■ 作業内容
「Where can the thumb」を含む行から末尾の行までを、「thumb」を「index finger」に置き換え、ほかは一切変えずに書き直してください。画像は解答に含めないでください。

==================================================

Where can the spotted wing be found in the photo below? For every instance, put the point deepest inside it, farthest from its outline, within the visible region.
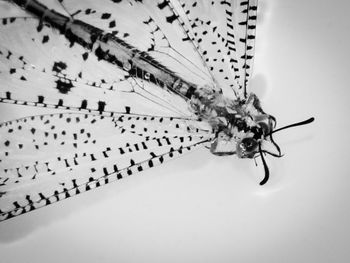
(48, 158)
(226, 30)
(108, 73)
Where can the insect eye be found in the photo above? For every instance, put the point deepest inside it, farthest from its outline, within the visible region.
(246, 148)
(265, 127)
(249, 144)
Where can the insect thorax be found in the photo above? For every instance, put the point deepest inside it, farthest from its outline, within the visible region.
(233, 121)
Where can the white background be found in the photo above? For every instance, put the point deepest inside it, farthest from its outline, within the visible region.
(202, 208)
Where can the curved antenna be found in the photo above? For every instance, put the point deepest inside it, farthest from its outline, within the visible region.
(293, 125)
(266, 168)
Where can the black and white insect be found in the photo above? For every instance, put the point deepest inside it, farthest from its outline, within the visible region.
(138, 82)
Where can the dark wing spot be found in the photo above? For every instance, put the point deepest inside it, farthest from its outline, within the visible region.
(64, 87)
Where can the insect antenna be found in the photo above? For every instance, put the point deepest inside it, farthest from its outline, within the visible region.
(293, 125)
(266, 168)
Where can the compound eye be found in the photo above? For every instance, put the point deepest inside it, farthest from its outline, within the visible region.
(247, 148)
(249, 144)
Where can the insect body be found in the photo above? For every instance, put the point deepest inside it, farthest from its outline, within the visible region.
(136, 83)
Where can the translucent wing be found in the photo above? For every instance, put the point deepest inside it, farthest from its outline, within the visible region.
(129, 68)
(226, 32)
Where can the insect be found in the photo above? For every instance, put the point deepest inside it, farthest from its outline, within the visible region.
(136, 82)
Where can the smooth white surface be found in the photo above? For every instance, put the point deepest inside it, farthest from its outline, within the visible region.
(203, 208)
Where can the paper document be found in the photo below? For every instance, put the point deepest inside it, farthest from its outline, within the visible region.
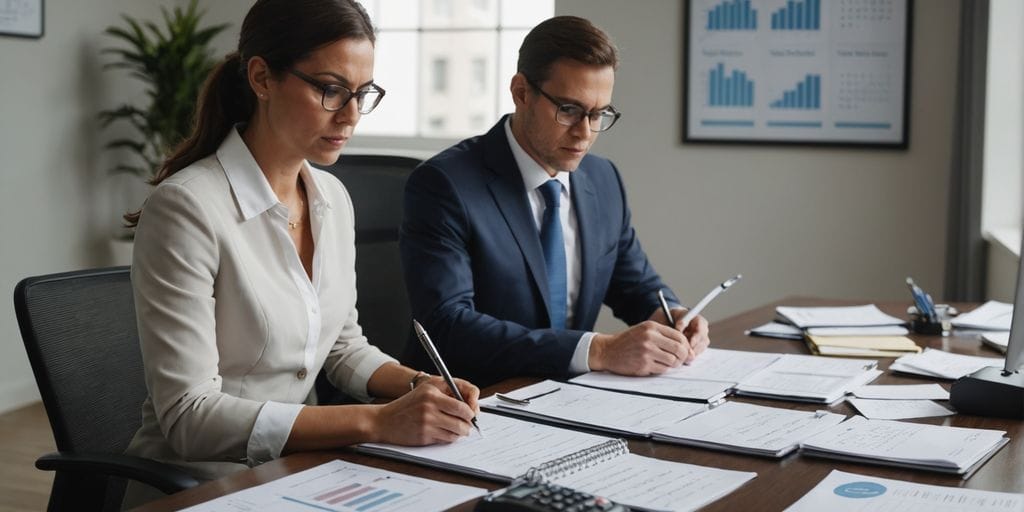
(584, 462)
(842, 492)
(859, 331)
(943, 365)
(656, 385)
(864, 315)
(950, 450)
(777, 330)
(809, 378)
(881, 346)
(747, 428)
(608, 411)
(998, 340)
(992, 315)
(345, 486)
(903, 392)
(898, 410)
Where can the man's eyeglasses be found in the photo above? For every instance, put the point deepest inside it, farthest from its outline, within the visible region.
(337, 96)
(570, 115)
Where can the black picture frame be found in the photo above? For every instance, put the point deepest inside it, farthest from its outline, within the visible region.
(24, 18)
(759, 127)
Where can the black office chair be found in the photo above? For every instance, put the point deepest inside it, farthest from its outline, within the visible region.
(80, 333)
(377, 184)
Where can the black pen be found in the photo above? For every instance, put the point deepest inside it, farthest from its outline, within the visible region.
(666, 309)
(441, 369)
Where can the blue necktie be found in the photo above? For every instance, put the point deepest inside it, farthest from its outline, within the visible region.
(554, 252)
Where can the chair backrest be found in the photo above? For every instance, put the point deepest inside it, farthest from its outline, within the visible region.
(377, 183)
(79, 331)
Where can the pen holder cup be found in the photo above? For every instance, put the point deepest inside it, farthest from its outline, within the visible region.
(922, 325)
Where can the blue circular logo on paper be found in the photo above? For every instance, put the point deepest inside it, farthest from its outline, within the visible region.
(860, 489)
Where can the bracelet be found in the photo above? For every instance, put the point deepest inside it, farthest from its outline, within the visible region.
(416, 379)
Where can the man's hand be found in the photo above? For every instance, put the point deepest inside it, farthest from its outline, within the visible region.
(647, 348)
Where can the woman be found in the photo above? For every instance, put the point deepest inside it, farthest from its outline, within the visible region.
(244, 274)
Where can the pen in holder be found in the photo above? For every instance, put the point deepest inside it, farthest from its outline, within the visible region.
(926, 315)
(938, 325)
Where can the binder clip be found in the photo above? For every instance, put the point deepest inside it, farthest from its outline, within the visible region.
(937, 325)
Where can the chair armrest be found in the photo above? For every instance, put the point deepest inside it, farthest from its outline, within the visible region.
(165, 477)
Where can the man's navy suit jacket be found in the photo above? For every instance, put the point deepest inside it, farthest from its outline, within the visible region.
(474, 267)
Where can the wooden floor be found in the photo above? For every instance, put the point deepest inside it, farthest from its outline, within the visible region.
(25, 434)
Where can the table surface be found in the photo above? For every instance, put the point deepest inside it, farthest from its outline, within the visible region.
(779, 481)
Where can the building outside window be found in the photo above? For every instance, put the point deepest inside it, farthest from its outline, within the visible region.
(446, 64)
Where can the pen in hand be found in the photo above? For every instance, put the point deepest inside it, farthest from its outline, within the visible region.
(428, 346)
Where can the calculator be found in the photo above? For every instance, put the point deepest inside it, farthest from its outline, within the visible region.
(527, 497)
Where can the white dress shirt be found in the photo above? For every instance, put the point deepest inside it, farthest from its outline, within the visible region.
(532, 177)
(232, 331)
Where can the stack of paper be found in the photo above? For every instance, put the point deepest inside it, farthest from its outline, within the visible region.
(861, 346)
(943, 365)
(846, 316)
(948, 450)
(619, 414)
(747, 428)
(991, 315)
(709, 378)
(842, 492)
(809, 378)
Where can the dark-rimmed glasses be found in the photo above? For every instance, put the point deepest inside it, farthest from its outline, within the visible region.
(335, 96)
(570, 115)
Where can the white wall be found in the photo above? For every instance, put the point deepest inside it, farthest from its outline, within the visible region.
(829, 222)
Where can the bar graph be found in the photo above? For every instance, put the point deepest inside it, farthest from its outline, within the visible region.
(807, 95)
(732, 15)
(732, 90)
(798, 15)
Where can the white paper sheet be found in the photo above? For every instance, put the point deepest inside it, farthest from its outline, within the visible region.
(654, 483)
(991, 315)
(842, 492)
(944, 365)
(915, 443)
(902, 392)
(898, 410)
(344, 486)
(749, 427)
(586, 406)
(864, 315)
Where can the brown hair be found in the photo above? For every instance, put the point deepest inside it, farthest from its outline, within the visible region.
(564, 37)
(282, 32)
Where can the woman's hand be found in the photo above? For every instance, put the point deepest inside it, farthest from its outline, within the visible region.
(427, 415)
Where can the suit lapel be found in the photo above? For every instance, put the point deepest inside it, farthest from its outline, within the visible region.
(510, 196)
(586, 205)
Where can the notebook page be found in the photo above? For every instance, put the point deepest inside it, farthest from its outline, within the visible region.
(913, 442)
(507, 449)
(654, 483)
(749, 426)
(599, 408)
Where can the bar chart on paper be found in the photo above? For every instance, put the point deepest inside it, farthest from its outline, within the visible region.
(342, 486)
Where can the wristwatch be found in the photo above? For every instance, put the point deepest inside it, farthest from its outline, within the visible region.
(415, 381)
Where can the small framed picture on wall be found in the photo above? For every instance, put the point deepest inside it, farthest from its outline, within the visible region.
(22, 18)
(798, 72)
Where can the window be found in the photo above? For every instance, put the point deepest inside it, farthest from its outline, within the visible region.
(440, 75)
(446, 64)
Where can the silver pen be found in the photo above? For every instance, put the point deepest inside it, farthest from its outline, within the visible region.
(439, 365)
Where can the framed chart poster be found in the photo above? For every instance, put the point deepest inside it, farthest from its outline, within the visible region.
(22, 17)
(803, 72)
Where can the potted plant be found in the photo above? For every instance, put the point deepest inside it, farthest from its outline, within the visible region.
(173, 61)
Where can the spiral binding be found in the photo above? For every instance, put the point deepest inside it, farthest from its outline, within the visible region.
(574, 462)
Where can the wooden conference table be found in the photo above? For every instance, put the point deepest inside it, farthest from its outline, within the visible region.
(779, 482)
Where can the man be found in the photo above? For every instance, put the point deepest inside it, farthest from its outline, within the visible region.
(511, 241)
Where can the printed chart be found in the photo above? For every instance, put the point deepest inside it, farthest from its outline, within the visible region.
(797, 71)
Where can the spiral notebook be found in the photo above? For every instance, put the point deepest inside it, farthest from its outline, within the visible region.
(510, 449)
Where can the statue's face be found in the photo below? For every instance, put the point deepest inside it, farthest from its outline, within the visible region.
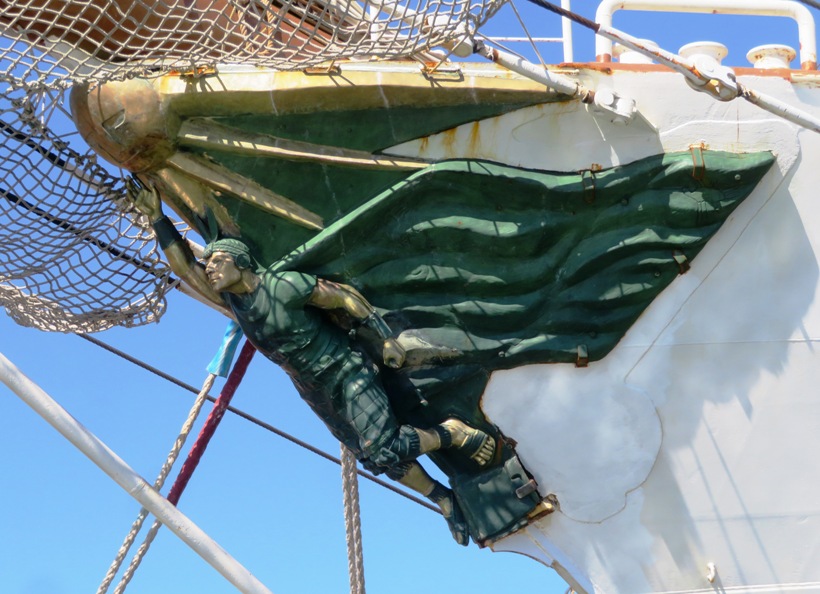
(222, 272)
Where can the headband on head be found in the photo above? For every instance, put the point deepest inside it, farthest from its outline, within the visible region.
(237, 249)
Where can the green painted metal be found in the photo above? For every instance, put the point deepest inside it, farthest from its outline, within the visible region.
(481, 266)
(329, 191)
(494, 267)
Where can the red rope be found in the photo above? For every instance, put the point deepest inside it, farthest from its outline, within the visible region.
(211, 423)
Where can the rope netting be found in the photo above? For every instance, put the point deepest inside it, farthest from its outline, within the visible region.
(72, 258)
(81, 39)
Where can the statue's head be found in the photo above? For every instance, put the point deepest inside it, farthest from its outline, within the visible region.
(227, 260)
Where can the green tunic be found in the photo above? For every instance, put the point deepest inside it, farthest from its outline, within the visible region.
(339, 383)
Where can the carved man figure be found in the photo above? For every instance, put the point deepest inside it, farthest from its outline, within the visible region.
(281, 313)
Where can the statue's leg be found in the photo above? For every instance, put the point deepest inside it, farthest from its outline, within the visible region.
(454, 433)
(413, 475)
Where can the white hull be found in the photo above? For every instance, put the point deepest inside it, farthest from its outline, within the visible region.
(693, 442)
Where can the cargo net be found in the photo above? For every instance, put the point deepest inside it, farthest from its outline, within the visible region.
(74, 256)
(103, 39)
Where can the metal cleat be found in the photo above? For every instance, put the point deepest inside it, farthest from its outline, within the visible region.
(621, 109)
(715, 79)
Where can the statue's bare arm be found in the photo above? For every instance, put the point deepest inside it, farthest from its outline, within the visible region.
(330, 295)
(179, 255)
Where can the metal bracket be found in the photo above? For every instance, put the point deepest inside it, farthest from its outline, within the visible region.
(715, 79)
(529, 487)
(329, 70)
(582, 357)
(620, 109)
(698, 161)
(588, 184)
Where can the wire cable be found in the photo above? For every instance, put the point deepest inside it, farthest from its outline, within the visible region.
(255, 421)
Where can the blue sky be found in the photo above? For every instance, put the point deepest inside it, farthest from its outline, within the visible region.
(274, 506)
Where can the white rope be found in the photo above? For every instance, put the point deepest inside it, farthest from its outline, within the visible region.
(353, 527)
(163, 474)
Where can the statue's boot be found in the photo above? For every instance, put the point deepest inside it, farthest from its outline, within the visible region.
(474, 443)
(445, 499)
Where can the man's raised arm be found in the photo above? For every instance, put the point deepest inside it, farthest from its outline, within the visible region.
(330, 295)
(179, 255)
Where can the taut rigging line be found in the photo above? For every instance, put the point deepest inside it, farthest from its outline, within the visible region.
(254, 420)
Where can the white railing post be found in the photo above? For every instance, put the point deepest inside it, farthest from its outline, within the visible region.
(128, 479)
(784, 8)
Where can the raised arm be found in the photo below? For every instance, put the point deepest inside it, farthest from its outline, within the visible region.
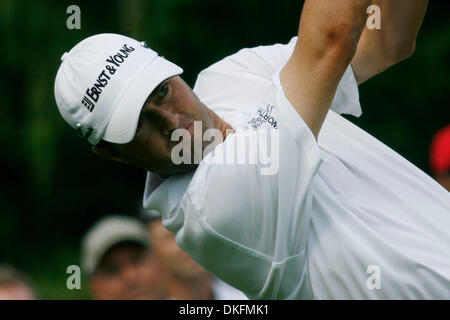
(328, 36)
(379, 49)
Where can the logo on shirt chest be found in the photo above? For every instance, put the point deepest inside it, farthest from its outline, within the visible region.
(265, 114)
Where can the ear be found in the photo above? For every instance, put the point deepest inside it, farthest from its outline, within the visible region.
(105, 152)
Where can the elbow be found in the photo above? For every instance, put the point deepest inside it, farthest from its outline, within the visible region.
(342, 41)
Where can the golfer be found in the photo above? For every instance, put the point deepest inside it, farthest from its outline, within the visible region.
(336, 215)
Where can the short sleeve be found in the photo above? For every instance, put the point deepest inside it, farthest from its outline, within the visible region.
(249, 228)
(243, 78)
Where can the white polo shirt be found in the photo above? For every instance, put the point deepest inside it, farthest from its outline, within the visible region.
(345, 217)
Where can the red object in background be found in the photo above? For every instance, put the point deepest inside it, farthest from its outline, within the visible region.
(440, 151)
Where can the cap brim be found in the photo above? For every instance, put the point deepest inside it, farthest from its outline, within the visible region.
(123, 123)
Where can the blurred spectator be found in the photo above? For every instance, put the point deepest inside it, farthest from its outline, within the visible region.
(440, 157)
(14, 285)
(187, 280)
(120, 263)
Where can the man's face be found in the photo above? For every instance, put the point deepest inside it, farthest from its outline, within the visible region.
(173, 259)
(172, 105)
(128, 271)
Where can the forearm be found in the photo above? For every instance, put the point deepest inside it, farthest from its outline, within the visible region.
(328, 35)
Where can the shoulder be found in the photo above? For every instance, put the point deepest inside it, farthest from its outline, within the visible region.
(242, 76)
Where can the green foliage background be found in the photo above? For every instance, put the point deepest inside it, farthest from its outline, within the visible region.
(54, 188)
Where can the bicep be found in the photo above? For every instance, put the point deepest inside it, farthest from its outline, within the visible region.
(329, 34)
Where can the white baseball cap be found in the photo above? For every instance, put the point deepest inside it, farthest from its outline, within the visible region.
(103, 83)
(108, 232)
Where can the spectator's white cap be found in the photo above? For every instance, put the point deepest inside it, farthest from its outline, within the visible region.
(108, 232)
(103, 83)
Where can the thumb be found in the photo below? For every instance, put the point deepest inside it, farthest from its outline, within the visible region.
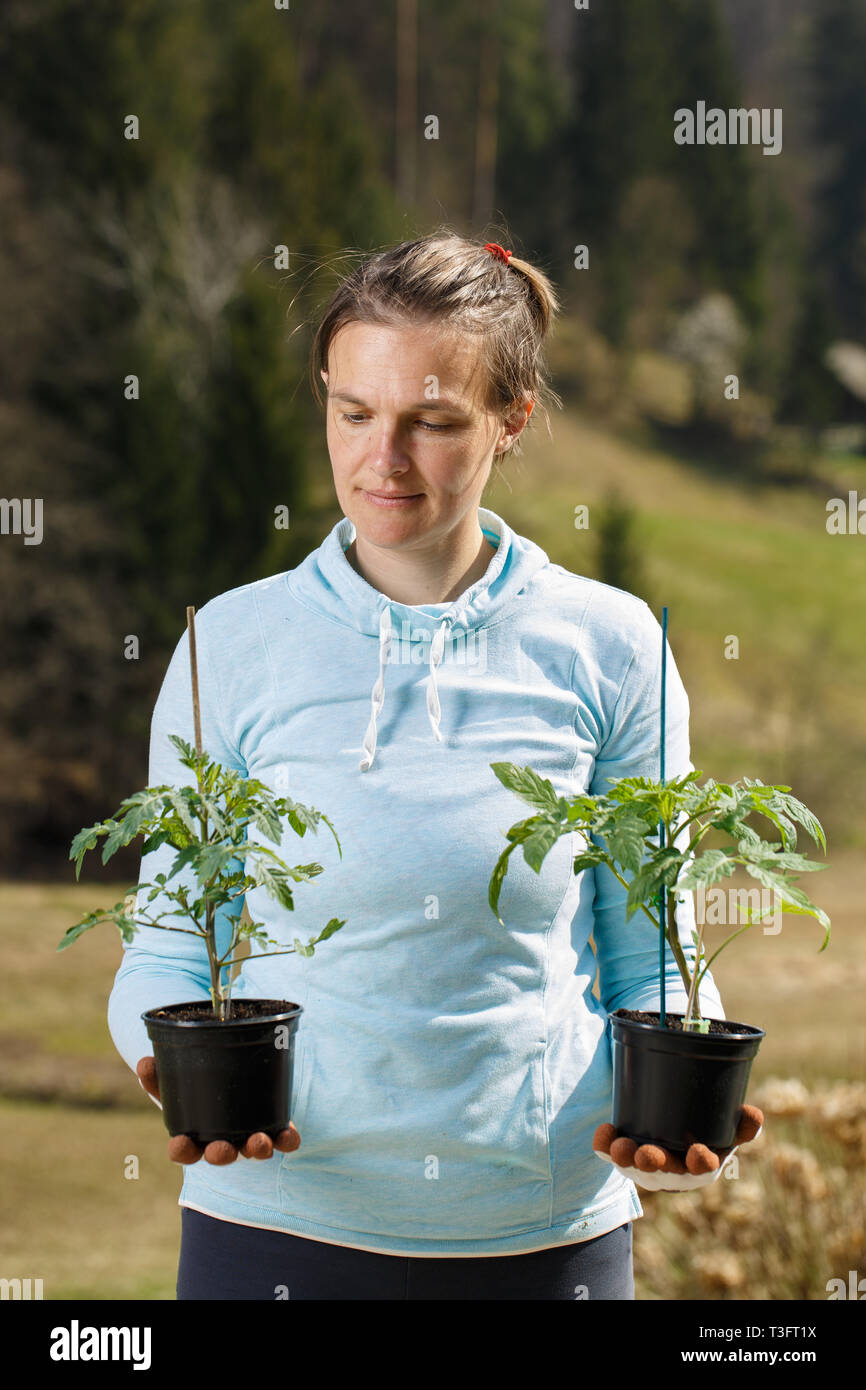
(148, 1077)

==================================================

■ 解答
Where can the index finger be found in the photo below? For every instance, put the point deepest inside it, farthest from its outline, within the visible region.
(148, 1077)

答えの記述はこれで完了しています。